=== What the task asks ===
Of all the lines below, return only those starting with the line holding "the girl's eye" and going on through the line holding "of the string", exactly as written.

=== Source records ===
+--

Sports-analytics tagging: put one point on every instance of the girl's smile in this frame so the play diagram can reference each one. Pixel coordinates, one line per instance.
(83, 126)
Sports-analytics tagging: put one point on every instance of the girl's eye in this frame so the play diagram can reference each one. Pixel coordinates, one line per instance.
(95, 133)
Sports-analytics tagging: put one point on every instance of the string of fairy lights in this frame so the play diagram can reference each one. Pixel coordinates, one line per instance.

+--

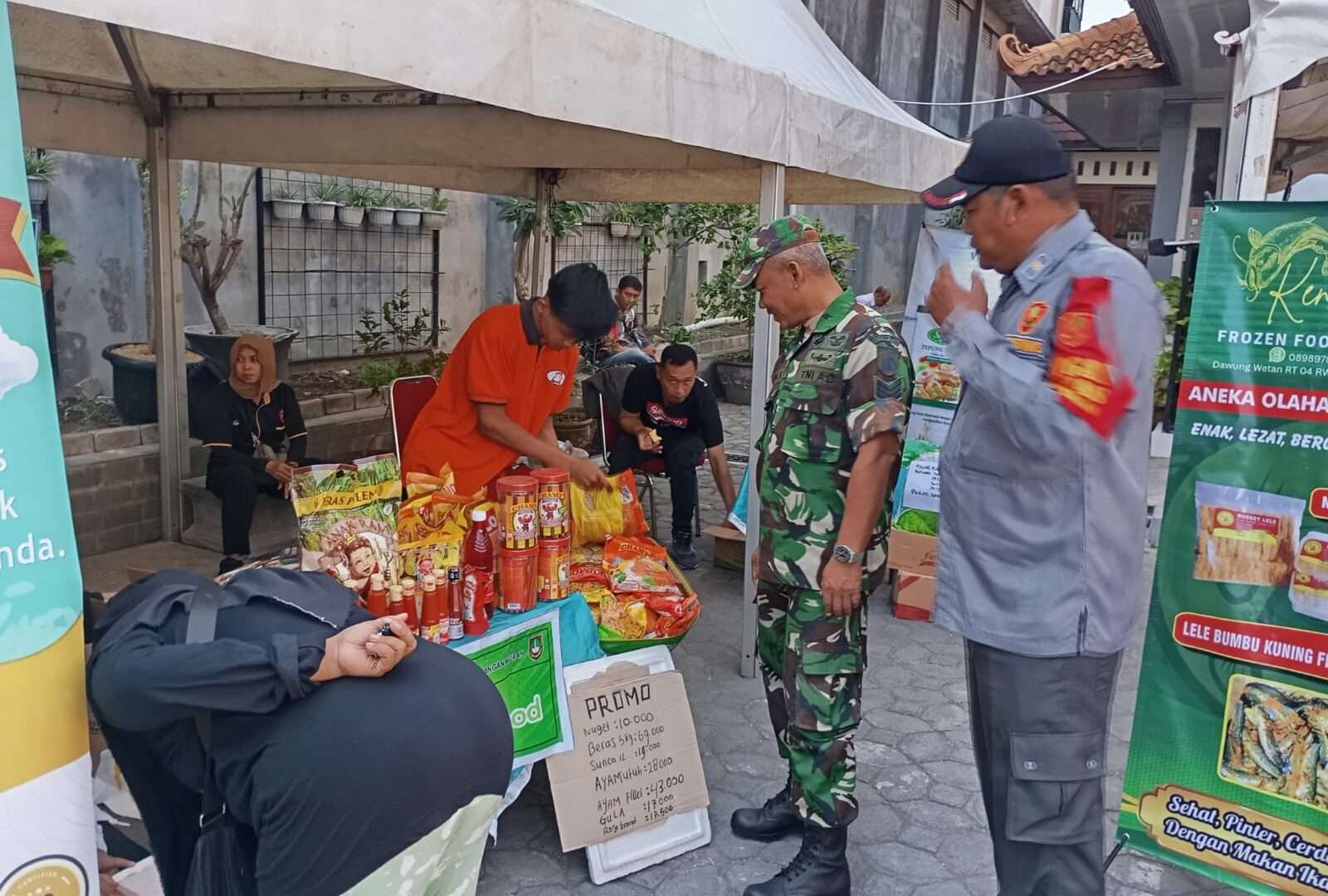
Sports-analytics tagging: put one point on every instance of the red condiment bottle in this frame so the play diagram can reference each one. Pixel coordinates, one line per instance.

+--

=== Written reply ===
Sports-analytics tagging: put one point on every instance of the girl's eye in this frame so the play diagram can reference each one. Pixel coordinates, one line per instance.
(95, 133)
Sports-analytics tagging: put one point on every instance of the string of fairy lights in this frame so the play diagram can reference each one. Pixel coordinates, one line per instance.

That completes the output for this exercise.